__Supplied text__
☆ ☆ ☆ ☆ ☆ ☆ ☆
Zuma’s eight years as national president have been
characterized by scandals, policy missteps and controversial appointments that
have led to deep divisions within the ruling party.
He is due to step down as leader of the ANC in December,
with Deputy President Cyril Ramaphosa and Nkosazana Dlamini-Zuma, the former
head of the African Union Commission and Zuma’s ex-wife, the main contenders
for the party post. His term as president of the country ends in 2019.
His successor will inherit an economy that slid into
recession in the first quarter and a network of officials implicated in
allegedly looting taxpayer funds, while business confidence is close to the
lowest level in three decades.
The ANC has been bleeding support, raising the prospect it
won’t secure a majority in the next election. It lost control of South Africa’s economic hub, Johannesburg,
and the capital, Pretoria,
in a local government ballot last year, leading to opposition parties cooperating
to run four of the country’s six largest cities.
☆ ☆ ☆ ☆ ☆ ☆ ☆
__Source excerpt__
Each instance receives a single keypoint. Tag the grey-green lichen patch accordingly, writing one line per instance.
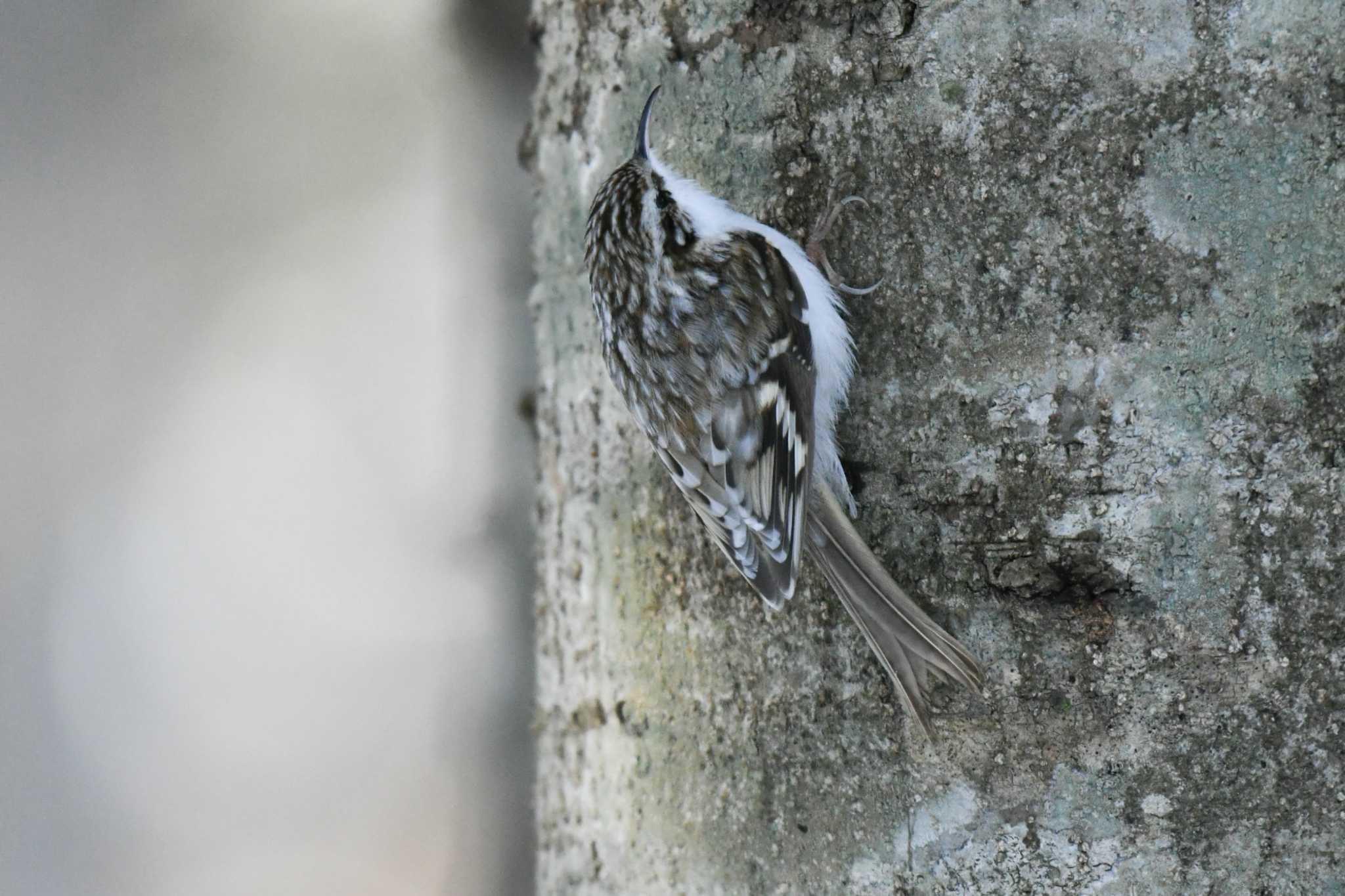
(1098, 427)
☆ ☆ ☆ ☆ ☆ ☆ ☆
__Set problem A__
Copy the passage about Zuma and the ANC word for word, starting with "Zuma’s eight years" and going on through "in three decades.".
__Set problem B__
Pick up the passage about Zuma and the ANC after its final sentence and write what follows.

__Task response A__
Zuma’s eight years as national president have been
characterized by scandals, policy missteps and controversial appointments that
have led to deep divisions within the ruling party.
He is due to step down as leader of the ANC in December,
with Deputy President Cyril Ramaphosa and Nkosazana Dlamini-Zuma, the former
head of the African Union Commission and Zuma’s ex-wife, the main contenders
for the party post. His term as president of the country ends in 2019.
His successor will inherit an economy that slid into
recession in the first quarter and a network of officials implicated in
allegedly looting taxpayer funds, while business confidence is close to the
lowest level in three decades.

__Task response B__
The ANC’s overall support slid to 54.5 percent in that poll
from 62 percent in a national vote two years earlier, the worst electoral
performance since it came to power to end apartheid in 1994.
“Any right-thinking South African knows beyond any shadow of
doubt that the actions of this ANC-led government” have lost the party the 2019
elections, Mohale said. “Coalition politics is a reality today, now it is going
to move to national.”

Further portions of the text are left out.